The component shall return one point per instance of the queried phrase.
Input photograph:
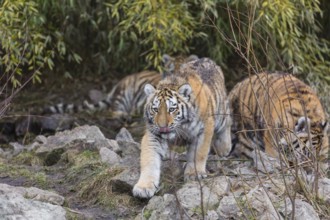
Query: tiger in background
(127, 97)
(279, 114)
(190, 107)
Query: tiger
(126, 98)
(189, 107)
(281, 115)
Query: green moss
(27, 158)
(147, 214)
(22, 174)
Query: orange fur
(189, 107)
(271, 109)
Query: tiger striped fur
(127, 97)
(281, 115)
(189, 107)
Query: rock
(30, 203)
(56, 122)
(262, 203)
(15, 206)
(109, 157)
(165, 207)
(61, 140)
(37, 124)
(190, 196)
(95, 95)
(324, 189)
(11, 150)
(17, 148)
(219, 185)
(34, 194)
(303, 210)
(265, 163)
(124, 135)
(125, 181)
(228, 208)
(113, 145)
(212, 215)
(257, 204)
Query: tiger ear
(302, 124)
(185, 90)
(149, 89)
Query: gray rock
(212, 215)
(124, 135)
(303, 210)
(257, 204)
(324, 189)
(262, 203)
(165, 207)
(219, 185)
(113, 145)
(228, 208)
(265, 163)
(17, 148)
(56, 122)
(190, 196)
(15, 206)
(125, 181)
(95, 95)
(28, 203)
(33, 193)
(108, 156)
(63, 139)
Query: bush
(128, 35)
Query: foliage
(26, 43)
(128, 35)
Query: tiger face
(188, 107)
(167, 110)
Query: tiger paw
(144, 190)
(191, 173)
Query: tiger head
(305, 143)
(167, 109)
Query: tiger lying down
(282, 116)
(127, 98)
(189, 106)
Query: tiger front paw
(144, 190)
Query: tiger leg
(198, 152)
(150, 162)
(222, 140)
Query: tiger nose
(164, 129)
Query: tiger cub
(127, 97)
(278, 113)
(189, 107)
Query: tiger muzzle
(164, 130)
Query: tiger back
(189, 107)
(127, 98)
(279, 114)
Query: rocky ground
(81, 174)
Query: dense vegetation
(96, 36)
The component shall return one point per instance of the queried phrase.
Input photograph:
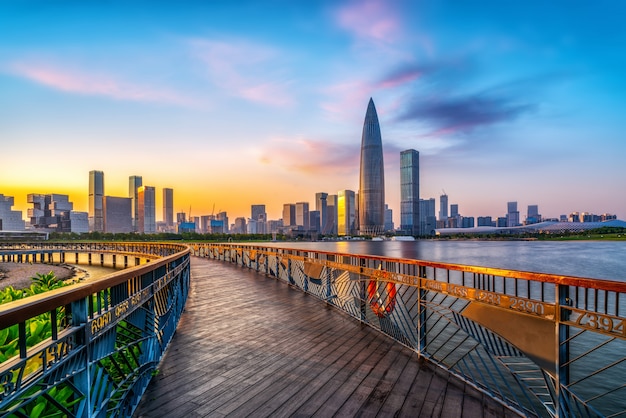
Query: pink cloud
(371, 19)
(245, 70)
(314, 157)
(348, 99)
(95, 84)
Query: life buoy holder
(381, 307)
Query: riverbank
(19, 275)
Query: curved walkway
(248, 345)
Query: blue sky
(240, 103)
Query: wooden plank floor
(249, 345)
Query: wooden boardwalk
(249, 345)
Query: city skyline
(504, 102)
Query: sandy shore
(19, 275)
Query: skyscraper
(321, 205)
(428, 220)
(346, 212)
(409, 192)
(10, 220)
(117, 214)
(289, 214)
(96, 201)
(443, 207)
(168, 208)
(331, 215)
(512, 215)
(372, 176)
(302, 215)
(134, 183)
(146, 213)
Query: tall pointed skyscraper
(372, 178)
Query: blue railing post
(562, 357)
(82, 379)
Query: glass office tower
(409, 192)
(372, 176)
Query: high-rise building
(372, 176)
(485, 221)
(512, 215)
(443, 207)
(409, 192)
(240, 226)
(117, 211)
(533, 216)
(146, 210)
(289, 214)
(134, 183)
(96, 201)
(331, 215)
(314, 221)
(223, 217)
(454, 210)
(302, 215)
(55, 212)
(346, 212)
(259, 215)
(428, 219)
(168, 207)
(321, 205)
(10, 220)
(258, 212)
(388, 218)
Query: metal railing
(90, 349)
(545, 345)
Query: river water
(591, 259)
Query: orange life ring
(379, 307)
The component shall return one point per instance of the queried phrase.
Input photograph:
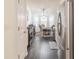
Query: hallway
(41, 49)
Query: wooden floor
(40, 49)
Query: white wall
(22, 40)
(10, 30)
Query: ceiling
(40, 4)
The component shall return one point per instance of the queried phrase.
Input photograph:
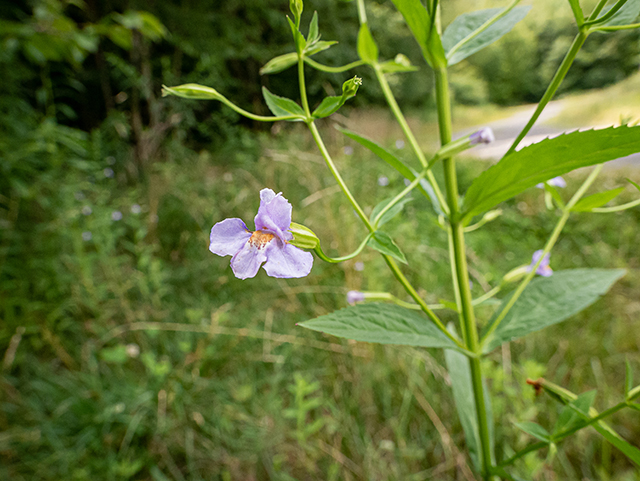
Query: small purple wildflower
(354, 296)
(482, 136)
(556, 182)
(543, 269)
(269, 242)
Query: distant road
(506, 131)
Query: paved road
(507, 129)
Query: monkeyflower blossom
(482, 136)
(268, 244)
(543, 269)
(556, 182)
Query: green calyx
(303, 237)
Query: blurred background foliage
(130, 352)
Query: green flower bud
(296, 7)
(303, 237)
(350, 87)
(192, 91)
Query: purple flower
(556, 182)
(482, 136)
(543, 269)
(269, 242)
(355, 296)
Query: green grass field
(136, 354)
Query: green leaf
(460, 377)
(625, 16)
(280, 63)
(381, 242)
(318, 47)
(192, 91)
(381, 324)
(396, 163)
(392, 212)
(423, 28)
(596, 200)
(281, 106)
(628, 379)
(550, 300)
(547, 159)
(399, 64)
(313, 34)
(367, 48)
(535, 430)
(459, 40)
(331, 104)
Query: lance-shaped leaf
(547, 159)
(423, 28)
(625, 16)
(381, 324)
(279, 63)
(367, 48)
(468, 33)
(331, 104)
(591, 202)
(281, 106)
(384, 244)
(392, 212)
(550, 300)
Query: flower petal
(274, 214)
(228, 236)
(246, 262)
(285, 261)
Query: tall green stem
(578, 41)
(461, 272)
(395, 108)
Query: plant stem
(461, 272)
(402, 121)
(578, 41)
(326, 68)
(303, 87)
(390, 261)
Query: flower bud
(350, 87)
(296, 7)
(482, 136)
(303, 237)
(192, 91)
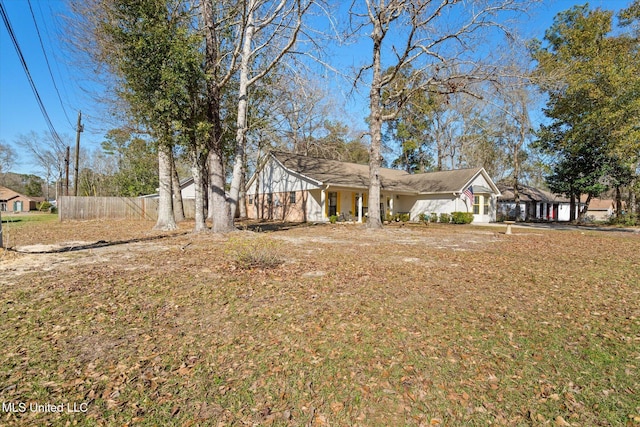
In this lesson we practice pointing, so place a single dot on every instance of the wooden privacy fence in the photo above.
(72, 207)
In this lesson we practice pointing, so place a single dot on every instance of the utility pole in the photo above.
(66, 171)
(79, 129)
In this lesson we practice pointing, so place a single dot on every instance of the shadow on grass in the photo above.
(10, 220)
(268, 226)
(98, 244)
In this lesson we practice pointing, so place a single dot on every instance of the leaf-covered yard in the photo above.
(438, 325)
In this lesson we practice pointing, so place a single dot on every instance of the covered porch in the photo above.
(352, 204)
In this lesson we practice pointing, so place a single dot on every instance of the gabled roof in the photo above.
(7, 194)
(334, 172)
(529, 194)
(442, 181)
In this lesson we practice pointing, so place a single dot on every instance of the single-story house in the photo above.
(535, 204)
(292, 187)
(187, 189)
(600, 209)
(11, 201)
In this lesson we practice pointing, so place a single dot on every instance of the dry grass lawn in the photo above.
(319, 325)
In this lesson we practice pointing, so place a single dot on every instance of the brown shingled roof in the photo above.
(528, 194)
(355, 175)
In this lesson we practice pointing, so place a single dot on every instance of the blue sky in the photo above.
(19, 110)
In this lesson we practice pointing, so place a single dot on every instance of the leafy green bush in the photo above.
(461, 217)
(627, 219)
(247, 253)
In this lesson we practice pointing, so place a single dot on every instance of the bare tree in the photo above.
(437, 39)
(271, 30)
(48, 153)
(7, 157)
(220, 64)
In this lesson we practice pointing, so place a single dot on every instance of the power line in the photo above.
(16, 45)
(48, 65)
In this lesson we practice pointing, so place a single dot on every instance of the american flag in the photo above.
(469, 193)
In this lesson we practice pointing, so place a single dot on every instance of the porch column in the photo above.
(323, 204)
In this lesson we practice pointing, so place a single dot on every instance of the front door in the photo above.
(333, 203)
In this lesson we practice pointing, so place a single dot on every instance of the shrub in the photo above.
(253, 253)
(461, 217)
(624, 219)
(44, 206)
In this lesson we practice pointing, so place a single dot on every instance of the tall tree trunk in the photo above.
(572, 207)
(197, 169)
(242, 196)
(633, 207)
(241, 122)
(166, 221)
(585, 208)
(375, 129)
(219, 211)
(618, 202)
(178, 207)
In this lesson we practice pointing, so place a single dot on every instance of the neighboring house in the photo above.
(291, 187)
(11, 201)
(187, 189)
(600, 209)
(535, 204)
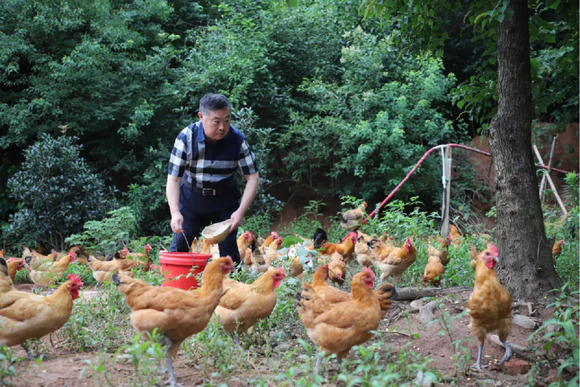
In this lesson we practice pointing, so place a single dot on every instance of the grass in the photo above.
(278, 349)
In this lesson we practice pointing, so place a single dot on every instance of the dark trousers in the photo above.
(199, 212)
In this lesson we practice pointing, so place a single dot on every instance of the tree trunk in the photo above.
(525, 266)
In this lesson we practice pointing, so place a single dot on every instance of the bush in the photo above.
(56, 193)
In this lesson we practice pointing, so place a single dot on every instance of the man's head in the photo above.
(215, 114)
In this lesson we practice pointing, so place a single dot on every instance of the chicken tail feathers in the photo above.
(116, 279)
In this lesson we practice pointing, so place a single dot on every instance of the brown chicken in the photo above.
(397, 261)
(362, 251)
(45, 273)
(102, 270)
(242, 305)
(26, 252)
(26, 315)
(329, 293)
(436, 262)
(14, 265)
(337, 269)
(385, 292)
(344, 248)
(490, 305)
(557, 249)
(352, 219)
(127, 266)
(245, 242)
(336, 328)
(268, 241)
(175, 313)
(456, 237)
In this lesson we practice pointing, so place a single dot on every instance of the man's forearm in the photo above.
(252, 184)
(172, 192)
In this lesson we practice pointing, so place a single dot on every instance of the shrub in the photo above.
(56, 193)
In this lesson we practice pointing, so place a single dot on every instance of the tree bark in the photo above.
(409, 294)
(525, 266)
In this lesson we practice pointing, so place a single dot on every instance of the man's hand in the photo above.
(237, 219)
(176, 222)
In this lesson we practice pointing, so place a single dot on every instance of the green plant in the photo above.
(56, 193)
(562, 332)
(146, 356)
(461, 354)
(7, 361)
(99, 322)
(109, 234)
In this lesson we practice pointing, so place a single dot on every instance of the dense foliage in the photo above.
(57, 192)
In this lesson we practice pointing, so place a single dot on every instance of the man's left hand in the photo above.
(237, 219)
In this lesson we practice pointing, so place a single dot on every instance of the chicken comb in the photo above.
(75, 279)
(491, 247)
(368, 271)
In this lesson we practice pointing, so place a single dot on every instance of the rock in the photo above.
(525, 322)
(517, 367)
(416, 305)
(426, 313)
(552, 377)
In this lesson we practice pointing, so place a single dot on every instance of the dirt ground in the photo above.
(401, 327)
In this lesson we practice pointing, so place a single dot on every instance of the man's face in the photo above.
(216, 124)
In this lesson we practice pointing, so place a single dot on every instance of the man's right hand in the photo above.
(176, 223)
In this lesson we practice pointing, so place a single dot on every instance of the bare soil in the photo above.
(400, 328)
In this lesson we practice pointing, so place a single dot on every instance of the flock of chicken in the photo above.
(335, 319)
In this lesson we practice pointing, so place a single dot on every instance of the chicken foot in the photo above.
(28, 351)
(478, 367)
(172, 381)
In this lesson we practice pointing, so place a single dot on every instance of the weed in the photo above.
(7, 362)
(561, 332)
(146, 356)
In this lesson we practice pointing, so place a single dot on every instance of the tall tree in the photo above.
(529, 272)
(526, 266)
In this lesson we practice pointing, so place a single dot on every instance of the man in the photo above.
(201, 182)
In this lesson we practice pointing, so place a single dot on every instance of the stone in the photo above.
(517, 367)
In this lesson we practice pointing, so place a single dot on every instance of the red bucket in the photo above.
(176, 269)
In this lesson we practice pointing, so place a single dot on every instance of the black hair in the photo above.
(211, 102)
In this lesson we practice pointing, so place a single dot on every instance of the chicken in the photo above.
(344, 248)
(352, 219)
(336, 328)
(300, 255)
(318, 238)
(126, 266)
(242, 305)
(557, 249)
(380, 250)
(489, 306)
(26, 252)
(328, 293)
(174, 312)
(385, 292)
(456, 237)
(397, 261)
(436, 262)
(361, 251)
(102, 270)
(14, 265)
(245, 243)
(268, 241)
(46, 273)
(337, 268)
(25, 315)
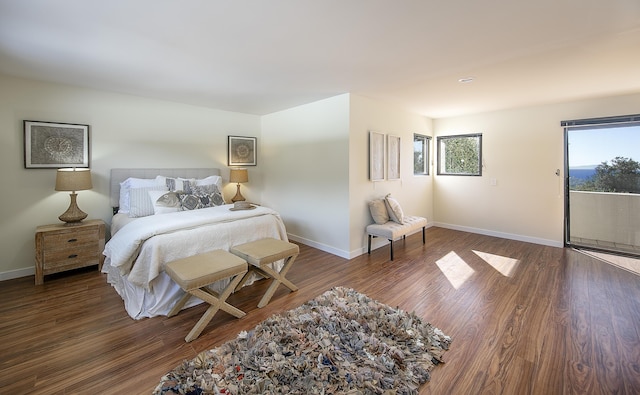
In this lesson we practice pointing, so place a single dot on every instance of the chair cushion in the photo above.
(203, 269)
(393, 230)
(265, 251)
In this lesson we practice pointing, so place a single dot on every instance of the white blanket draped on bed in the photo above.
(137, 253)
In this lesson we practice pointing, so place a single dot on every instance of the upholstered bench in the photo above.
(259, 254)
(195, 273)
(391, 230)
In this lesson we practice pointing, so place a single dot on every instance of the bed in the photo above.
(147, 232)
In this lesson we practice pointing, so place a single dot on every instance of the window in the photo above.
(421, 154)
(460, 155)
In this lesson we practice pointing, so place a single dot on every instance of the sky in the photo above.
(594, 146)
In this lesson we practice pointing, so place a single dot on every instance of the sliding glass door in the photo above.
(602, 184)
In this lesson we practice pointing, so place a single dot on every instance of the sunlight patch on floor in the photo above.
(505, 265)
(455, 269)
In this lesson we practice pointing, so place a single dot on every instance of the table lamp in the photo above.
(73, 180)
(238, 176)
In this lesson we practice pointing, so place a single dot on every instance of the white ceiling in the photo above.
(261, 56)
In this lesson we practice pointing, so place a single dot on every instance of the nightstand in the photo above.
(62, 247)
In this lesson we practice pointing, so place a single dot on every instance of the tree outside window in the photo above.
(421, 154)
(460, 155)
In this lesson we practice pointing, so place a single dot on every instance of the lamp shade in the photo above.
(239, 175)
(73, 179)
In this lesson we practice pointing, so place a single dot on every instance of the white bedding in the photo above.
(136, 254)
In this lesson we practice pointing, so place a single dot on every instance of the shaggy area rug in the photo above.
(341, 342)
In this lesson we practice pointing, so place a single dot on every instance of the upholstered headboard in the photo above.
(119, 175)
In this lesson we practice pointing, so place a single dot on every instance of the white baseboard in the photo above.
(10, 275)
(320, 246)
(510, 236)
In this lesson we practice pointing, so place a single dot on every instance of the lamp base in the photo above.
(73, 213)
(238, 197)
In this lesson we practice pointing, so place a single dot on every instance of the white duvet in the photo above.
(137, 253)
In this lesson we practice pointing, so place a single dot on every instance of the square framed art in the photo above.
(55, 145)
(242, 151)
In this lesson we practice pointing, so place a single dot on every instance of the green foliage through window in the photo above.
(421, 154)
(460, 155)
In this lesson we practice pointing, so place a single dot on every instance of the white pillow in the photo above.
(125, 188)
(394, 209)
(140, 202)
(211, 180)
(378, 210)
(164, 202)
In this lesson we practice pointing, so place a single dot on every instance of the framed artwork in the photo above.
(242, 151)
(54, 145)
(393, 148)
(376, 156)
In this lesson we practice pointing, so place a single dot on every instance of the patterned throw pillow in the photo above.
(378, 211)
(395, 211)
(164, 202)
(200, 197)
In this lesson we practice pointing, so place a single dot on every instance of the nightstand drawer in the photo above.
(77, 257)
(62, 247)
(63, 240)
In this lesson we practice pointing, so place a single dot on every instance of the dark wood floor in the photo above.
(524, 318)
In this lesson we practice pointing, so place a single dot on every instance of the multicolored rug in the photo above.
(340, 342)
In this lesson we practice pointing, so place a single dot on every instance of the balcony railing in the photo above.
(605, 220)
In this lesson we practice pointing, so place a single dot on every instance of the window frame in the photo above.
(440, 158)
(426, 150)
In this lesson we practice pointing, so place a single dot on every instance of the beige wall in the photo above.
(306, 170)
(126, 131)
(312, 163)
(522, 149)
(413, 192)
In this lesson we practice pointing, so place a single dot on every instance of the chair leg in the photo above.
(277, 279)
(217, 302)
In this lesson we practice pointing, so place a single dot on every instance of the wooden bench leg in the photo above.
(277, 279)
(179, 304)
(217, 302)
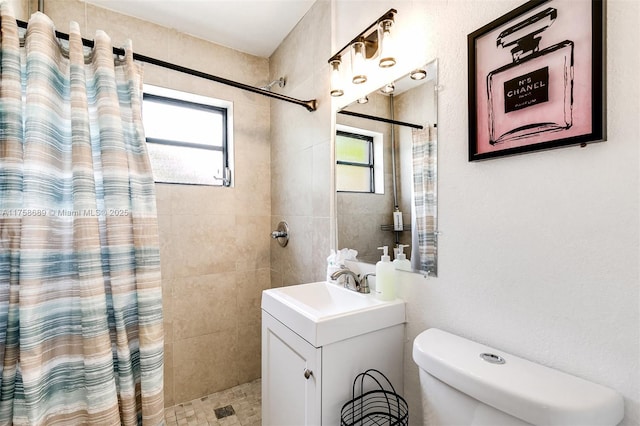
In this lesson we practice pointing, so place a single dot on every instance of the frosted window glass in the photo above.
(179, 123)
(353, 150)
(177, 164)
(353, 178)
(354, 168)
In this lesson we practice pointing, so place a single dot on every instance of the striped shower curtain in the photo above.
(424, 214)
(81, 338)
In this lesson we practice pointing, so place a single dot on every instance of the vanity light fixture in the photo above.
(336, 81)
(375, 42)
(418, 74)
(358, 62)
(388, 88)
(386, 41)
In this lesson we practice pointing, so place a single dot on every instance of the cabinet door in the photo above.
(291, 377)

^^^^^^^^

Exercise prompt:
In the data above, find the line containing "chair leg in the photo above."; from there, please write out each line through the end, exactly, with the pictures omitted.

Finished task:
In this lesson we practice pointing, so place a single dot on every instance of the chair leg in the photo above.
(277, 279)
(217, 302)
In this lesson we practice pointing, so place a single dot on every instance of the wooden bench leg in the photo above.
(277, 279)
(179, 304)
(217, 302)
In this lesson we practice pointing, so place a single dot on every instance of the frosted window glass in the photo above.
(179, 123)
(353, 150)
(177, 164)
(353, 178)
(354, 168)
In this lesson we practice pointing, so place a single dot on every instance of the striped shower curtain in the photo above.
(424, 214)
(81, 338)
In this lesson we practice pointing, so place a single dot on every instance of the vanity light fixture in the photo above.
(336, 81)
(375, 42)
(418, 74)
(358, 62)
(388, 88)
(386, 41)
In this lesson we practice pointing, so place a single dot on every instance of the cabinet door in the photo above.
(291, 377)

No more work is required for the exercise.